### DATA:

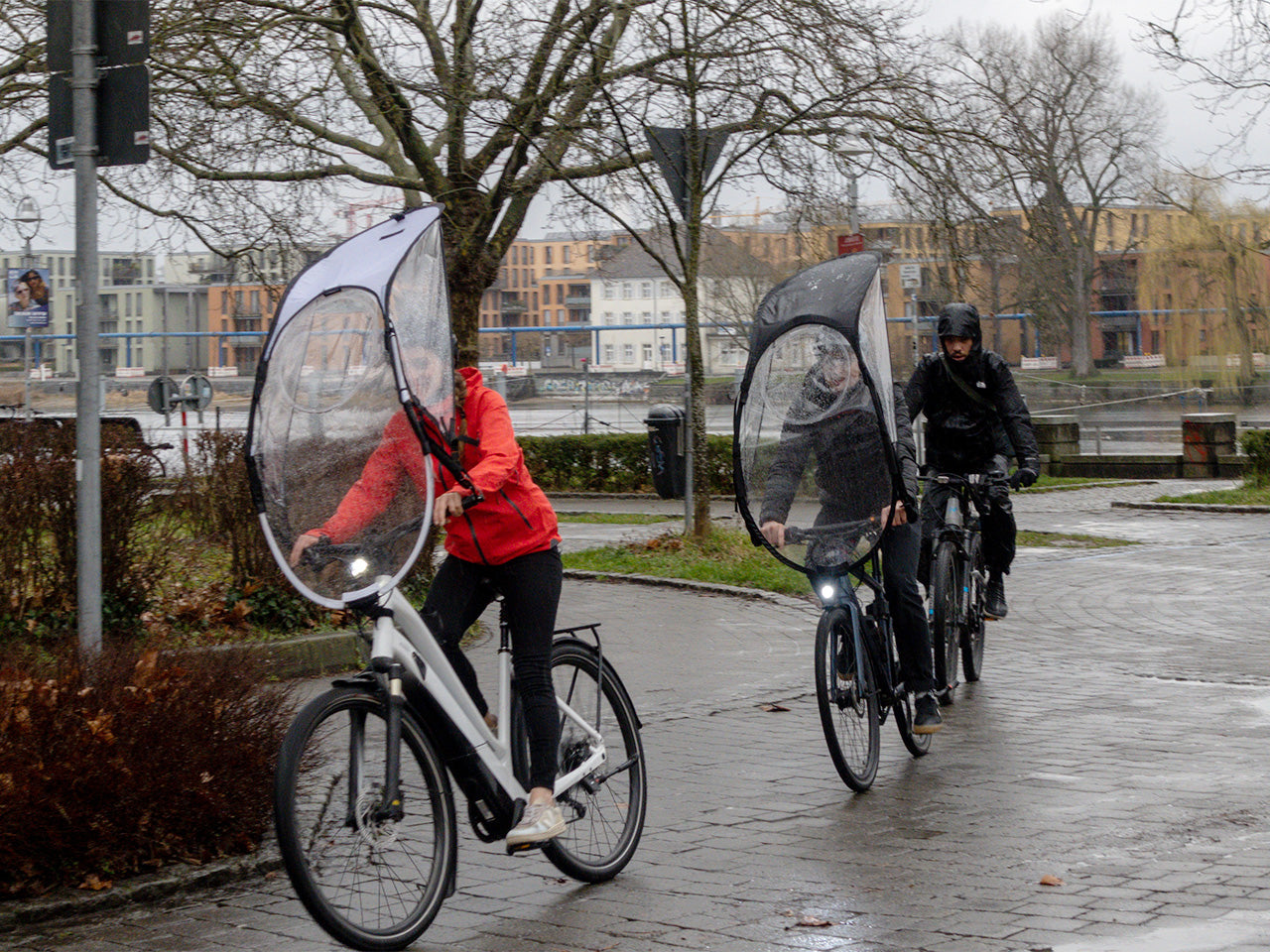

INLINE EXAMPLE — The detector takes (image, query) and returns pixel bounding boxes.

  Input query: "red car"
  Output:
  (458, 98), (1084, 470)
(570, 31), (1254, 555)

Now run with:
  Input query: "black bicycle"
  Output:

---

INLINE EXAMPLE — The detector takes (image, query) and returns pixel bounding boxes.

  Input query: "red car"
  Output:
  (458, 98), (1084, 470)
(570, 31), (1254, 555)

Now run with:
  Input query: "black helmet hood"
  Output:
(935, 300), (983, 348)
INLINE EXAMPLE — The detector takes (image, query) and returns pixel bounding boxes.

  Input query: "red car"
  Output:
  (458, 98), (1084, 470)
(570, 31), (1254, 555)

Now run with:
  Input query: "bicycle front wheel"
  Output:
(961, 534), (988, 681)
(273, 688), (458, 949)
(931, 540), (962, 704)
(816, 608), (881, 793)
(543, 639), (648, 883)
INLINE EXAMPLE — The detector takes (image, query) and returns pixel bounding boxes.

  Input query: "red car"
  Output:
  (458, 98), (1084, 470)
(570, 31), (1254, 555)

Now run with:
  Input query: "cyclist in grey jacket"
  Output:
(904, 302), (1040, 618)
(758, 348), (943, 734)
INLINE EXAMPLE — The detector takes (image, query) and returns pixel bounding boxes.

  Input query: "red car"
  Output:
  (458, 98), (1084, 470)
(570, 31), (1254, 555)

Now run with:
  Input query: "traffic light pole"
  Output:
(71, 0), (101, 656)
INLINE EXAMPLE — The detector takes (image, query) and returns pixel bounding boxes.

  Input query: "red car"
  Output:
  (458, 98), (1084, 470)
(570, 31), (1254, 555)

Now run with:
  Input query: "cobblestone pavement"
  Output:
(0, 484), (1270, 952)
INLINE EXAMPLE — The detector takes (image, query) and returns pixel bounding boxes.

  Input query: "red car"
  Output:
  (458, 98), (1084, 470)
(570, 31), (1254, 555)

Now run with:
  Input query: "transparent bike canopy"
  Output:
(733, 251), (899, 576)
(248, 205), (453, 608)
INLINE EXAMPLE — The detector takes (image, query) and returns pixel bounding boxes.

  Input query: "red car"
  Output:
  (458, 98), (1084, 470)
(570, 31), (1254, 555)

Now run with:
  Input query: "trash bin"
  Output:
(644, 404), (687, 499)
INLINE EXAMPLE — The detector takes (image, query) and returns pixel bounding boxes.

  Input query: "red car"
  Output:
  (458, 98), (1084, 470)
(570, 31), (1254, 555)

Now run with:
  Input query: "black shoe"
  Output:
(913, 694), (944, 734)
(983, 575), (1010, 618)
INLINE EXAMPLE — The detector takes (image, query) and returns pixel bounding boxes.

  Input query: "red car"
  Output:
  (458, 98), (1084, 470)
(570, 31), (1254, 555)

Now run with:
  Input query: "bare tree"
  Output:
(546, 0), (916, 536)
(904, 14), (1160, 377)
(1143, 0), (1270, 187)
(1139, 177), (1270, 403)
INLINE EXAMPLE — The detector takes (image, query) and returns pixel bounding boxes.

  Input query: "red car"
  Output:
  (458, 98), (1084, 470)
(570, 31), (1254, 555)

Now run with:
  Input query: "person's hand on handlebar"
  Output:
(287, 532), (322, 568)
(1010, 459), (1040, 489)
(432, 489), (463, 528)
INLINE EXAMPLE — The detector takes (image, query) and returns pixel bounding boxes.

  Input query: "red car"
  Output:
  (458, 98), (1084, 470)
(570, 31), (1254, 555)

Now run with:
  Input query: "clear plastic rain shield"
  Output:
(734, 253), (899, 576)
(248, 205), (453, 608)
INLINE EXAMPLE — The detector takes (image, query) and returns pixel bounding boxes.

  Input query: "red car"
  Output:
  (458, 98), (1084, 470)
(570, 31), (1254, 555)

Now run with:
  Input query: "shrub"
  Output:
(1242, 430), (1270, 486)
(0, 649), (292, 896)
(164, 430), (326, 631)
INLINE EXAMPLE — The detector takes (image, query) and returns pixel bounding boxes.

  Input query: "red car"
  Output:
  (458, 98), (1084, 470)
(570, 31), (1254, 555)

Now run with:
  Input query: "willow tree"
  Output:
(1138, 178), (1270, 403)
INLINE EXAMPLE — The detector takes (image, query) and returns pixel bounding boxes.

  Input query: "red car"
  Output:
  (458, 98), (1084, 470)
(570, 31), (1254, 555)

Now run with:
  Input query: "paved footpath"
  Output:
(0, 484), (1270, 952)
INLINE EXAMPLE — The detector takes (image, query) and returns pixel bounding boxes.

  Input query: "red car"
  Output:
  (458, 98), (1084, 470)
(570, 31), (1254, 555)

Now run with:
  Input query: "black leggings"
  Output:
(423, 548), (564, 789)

### WORK TO DO:
Count the lines in the two blocks above that contain the word "tree", and reply with the number only.

### RESULT OF THE EXERCISE:
2